**EXERCISE BRIEF**
In the conversation transcript, what name does Austin Seltzer give for the boyfriend of Royal & the Serpent?

**SUPPLIED TEXT**
I find that it happens quite often actually, when I go visit the boys, like when they're on tour, because I like become a part of their ecosystem for the few days that I'm there and, even though I'm working remotely on as much stuff as I can, like I'm now in their ecosystem and in their workflow and watching all that they're doing and I start to think like, oh my God, like I'm not doing anything and I'm not home with my people doing all the shit that I need to get done when really like I'm there to visit my boyfriend, you know, at the end of the day, and like spend a little time with my boyfriend because we're both so busy and we're gone all the time and it shouldn't be about me working when I'm out there. But that is like one instance that I notice. It happens all the time in my head and my team will be like Ryan, like you're fine, it's Sunday.

Royal & the Serpent:

I think why are you trying to work right now? I'm like texting people rapidly. What are we doing? It's so interesting.

Austin Seltzer:

And just to clarify for everybody watching and listening the guys or beauty school dropout and your boyfriend is Brent or Beepus or B or whatever you know interchangeably is said Beepus, he loves Beepus.

Royal & the Serpent:

Yeah, he loves it.

Austin Seltzer:

I mean, I love it too, there's nobody. I know other than him named.

Royal & the Serpent:

Beepus. When I met him, he wasn't Beepus yet.

Austin Seltzer:

No, whenever I met him, he was Brent.

Royal & the Serpent:

Yeah, yeah, he was like BB, I think, when I first met him. Well, when I first first met him, have you ever heard this story?

**MATERIAL PROVIDED**
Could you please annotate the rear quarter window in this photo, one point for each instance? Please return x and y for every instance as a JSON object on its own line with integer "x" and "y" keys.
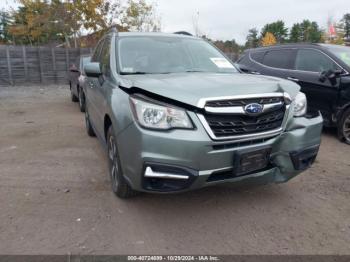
{"x": 257, "y": 56}
{"x": 279, "y": 58}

**WRITTEN ANSWER**
Brent, also called Beepus or B.